(番外編)東大阪市親子釣り教室レポート⑤

波止釣り 実釣

6月24日、今回は釣り教室の最後を飾る合宿です。

午前8時30分、参加者は東大阪市民会館前へと集合。皆の願いが通じたのか、今のところ雨は降っていません。総勢13組、延べ30名を乗せたバスは一路、奈良県の下北山村へ向け出発です。

近畿道~西名阪道を経由すると、やがて山道へさしかかり、窓の外には野里の風景も見えるようになってきました。1時間ほど走ると、アユ釣りで有名な「吉野」を通過。この日はアユ釣りの大会も催されており、たくさんの長竿をかついだ鮎師たちが川の中に入っていました。

現地へ到着するまでの時間を利用し、車中では現場実習の綿密なる打ち合わせ。事前の打ち合わせどおり、今回の行事をより盛り上げるとの趣旨で、急きょ「親子ふれあい釣り大会」を開催することに。審査方法は一尾長寸。魚種にはとらわれず、とにかく一番ビッグな獲物を釣った方が優勝となるわけです。賞品はインストラクターの有志一同で買っておいた魚釣りセット(竿・リールセット)をはじめ、㈱ヤマシタから提供いただいた仕掛けなど。子供たちもきっと喜んでくれることでしょう。

山深い上北山村までくると、とても険しい道のりでバスも激しく揺れるようになってきました。車窓にはみごとな渓谷が続き、まるで空を飛んでいるような間隔です。道幅も大変狭く、もはや対向車とのすれ違いは不可能。ひとつまちがえるとあっという間に谷底へ転落です。しかし、どんな急カーブでも鮮やかなハンドルさばき。さすがプロの運転手は一味ちがいますね。

午後12時を少し過ぎ、バスはようやく下北山村へと到着。

この下北山村は奈良県の最南端に位置し、手付かずの自然もたくさん残っていることから「きなりの里」とも呼ばれています。この村の中にある「東大阪市立下北山自然ふるさと村」には、温泉をはじめテニスコートやキャンプ場、さらには川遊びができる場所まであるとのこと。なお、ロッジをはじめとする各施設については、東大阪市民であれば特別料金で利用できます。(もちろん、一般の方でも利用は可能)詳しい情報はこちらをご覧下さい。

» 表示データ:
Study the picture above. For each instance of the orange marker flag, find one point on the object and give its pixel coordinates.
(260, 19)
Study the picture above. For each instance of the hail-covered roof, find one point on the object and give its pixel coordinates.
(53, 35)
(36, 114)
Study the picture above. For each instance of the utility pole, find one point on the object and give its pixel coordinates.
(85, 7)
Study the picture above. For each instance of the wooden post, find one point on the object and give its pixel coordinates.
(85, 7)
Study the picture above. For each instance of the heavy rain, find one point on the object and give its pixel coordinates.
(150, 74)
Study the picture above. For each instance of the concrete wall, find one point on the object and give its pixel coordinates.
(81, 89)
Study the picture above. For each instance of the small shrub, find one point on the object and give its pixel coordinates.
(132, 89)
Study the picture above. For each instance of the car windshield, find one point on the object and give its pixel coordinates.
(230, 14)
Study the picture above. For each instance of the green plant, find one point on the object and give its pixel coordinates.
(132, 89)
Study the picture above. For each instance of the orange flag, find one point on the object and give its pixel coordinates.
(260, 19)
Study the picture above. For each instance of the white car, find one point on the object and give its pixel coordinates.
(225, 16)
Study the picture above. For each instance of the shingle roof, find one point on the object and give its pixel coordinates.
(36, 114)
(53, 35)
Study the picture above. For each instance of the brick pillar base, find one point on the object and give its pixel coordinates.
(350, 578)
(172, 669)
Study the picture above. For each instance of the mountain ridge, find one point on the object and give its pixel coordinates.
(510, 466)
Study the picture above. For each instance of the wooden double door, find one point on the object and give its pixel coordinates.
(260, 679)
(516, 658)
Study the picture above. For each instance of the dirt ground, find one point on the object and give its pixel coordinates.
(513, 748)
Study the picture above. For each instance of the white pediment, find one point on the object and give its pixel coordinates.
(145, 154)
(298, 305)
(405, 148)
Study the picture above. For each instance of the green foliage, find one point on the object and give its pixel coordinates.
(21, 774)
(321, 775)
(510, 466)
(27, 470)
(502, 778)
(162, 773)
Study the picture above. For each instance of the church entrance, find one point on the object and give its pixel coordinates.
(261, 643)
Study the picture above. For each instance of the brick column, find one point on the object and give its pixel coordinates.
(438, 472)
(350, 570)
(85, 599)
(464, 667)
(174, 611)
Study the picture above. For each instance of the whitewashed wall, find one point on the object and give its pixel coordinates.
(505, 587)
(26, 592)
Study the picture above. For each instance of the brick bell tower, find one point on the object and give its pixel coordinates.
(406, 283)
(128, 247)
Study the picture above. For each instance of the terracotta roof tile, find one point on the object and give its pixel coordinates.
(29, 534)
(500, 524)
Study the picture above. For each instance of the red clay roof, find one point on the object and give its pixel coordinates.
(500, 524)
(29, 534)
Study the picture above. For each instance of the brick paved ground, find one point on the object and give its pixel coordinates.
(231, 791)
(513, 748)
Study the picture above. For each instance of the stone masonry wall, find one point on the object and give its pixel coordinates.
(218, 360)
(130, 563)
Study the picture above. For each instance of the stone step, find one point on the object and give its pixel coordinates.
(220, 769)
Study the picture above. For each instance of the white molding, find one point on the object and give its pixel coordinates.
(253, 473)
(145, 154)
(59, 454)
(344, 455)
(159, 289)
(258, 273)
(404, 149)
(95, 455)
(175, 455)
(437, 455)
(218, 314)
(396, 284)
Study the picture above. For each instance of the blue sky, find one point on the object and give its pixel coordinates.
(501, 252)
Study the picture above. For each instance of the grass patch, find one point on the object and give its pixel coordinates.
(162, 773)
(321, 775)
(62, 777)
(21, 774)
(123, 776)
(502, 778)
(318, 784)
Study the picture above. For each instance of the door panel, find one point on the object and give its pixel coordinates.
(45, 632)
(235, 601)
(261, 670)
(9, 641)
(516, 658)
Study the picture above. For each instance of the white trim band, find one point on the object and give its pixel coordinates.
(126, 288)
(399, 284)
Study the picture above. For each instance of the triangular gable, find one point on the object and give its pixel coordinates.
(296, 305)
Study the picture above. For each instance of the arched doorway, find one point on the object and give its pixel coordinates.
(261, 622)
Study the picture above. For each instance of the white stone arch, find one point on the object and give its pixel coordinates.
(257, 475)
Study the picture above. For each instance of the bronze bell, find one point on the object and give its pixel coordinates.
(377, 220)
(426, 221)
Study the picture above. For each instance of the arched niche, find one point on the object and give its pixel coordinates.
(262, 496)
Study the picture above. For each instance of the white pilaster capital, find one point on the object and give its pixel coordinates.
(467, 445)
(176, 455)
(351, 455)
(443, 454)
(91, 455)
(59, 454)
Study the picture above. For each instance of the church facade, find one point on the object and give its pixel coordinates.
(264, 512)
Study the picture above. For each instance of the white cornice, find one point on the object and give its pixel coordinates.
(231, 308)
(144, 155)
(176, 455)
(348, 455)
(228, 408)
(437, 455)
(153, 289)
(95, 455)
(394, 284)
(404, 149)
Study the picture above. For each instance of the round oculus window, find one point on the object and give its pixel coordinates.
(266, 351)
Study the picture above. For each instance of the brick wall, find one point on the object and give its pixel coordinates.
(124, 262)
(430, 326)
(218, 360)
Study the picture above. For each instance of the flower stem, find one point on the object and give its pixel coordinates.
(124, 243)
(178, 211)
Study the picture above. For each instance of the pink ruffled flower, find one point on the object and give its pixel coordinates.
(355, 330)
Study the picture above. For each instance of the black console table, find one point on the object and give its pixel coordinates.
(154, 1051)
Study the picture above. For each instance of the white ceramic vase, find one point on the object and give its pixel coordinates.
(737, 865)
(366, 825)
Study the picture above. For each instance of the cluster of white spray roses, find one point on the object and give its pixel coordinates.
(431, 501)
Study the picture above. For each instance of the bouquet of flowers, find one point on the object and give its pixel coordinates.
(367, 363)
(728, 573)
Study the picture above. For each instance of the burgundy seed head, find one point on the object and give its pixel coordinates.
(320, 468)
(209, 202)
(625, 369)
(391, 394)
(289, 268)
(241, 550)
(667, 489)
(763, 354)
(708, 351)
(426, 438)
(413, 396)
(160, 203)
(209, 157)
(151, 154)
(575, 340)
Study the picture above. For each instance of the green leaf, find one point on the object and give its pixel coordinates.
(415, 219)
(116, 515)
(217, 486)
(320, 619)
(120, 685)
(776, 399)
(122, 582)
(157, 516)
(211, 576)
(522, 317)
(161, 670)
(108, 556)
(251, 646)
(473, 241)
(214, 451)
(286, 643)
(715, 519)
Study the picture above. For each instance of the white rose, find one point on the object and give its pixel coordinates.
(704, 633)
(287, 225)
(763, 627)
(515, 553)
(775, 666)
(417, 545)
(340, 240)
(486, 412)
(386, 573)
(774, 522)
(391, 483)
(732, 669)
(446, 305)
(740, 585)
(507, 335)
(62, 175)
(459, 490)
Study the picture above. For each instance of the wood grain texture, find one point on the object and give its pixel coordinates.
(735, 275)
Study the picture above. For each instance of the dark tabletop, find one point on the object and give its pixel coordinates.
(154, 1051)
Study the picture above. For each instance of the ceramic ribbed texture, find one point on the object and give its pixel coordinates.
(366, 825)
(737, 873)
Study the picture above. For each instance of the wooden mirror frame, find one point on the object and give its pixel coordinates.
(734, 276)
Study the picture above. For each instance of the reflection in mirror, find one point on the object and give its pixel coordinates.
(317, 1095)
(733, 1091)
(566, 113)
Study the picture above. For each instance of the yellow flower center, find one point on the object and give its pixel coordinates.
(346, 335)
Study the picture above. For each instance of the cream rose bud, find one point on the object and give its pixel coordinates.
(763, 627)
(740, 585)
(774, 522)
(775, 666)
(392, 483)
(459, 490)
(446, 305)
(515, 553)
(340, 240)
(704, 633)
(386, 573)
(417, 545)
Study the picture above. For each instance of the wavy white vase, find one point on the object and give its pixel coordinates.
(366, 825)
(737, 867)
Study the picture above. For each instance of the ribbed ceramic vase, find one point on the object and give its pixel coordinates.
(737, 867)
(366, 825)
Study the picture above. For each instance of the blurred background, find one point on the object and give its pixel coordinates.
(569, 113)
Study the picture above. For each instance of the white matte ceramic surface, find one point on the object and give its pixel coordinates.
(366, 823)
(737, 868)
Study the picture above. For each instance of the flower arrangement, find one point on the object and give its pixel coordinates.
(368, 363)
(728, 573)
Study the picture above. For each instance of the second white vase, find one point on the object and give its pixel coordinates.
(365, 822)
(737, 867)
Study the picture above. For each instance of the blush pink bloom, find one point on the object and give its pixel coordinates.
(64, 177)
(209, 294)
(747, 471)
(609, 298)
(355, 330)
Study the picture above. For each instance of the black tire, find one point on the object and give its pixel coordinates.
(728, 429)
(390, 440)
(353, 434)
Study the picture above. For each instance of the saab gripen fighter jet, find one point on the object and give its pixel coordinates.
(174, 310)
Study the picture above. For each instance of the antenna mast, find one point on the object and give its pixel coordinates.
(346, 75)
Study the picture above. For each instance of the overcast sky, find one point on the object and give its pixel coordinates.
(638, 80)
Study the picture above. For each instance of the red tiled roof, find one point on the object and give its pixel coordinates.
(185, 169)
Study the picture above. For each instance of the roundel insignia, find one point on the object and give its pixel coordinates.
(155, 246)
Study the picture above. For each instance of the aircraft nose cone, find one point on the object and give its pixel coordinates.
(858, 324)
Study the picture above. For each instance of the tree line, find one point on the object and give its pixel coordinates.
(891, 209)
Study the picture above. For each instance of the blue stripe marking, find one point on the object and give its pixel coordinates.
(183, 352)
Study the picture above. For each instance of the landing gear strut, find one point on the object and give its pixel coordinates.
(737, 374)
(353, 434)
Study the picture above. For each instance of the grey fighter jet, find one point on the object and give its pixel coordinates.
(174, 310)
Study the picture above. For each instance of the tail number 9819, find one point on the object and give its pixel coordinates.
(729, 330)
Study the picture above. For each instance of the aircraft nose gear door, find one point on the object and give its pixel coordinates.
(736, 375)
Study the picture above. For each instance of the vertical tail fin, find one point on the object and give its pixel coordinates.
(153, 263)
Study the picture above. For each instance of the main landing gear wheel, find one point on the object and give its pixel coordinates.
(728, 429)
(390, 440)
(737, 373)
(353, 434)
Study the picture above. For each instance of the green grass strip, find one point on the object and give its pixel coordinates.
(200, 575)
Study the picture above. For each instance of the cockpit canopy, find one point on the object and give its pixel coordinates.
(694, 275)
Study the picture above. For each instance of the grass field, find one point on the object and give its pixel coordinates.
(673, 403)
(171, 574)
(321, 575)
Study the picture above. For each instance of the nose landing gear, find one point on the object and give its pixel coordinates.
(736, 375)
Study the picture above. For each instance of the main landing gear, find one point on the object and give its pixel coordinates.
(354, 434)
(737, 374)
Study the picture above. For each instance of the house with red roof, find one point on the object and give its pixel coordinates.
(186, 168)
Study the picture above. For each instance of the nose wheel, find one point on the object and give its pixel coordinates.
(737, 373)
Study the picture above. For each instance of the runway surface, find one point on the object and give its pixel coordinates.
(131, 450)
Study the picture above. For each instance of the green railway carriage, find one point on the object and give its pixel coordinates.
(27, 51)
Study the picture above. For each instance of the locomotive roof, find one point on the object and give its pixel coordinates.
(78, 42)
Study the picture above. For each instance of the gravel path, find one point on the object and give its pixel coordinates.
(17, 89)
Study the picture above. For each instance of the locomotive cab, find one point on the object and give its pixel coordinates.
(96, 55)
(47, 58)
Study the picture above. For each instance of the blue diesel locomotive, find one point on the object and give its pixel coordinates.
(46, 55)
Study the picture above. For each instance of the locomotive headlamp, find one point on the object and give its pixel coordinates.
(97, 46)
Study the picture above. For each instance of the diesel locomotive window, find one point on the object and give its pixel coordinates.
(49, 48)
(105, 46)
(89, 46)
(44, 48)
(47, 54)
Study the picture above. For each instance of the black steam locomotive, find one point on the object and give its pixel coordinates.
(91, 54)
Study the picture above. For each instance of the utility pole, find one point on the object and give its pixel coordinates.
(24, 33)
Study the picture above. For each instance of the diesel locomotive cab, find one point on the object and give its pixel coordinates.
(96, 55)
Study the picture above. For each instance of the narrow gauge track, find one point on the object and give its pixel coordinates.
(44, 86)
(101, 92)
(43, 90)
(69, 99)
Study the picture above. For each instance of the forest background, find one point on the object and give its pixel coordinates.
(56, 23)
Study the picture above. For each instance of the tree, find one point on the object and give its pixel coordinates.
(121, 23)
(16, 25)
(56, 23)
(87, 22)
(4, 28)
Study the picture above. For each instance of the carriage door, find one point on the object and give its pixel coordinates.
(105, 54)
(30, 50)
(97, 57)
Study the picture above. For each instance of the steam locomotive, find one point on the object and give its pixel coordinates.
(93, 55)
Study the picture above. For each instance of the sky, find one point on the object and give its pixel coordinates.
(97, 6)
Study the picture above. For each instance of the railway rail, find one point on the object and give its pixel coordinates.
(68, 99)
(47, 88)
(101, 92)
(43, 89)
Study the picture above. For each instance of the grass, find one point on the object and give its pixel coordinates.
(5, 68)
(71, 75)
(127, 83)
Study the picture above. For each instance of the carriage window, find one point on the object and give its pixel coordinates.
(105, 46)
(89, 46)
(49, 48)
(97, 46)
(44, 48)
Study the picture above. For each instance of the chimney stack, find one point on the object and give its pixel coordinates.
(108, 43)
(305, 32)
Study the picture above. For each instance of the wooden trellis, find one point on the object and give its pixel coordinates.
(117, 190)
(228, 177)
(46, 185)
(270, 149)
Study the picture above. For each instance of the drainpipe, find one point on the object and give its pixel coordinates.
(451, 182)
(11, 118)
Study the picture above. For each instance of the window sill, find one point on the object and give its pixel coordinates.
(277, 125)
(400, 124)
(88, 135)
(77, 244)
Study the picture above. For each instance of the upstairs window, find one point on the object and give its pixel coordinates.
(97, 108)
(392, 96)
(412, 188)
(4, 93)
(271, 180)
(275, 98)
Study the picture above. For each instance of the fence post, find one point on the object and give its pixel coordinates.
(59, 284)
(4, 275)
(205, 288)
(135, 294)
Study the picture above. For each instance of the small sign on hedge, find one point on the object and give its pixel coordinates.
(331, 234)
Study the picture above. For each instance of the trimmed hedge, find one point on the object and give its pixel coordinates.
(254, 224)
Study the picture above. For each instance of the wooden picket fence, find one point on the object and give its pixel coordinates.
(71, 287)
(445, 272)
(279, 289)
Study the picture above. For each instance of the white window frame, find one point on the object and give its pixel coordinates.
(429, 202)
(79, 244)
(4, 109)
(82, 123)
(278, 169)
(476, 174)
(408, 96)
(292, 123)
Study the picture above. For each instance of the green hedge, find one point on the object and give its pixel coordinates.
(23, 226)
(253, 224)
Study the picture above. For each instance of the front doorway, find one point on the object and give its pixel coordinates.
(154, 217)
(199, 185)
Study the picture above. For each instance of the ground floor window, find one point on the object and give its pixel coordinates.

» 依頼文 1:
釣り教室レポートによると、下北山村へ向かうバスに乗った参加者は全部で何組、延べ何名でしたか。
» 依頼文 2:
釣り教室レポートの「午前8時30分、参加者は東大」から「い情報はこちらをご覧下さい。」までを、「運転手」を「ドライバー」に置き換えて書き直してください。

» 解答例 1:
総勢13組、延べ30名です。

» 解答例 2:
午前8時30分、参加者は東大阪市民会館前へと集合。皆の願いが通じたのか、今のところ雨は降っていません。総勢13組、延べ30名を乗せたバスは一路、奈良県の下北山村へ向け出発です。

近畿道~西名阪道を経由すると、やがて山道へさしかかり、窓の外には野里の風景も見えるようになってきました。1時間ほど走ると、アユ釣りで有名な「吉野」を通過。この日はアユ釣りの大会も催されており、たくさんの長竿をかついだ鮎師たちが川の中に入っていました。

現地へ到着するまでの時間を利用し、車中では現場実習の綿密なる打ち合わせ。事前の打ち合わせどおり、今回の行事をより盛り上げるとの趣旨で、急きょ「親子ふれあい釣り大会」を開催することに。審査方法は一尾長寸。魚種にはとらわれず、とにかく一番ビッグな獲物を釣った方が優勝となるわけです。賞品はインストラクターの有志一同で買っておいた魚釣りセット(竿・リールセット)をはじめ、㈱ヤマシタから提供いただいた仕掛けなど。子供たちもきっと喜んでくれることでしょう。

山深い上北山村までくると、とても険しい道のりでバスも激しく揺れるようになってきました。車窓にはみごとな渓谷が続き、まるで空を飛んでいるような間隔です。道幅も大変狭く、もはや対向車とのすれ違いは不可能。ひとつまちがえるとあっという間に谷底へ転落です。しかし、どんな急カーブでも鮮やかなハンドルさばき。さすがプロのドライバーは一味ちがいますね。

午後12時を少し過ぎ、バスはようやく下北山村へと到着。

この下北山村は奈良県の最南端に位置し、手付かずの自然もたくさん残っていることから「きなりの里」とも呼ばれています。この村の中にある「東大阪市立下北山自然ふるさと村」には、温泉をはじめテニスコートやキャンプ場、さらには川遊びができる場所まであるとのこと。なお、ロッジをはじめとする各施設については、東大阪市民であれば特別料金で利用できます。(もちろん、一般の方でも利用は可能)詳しい情報はこちらをご覧下さい。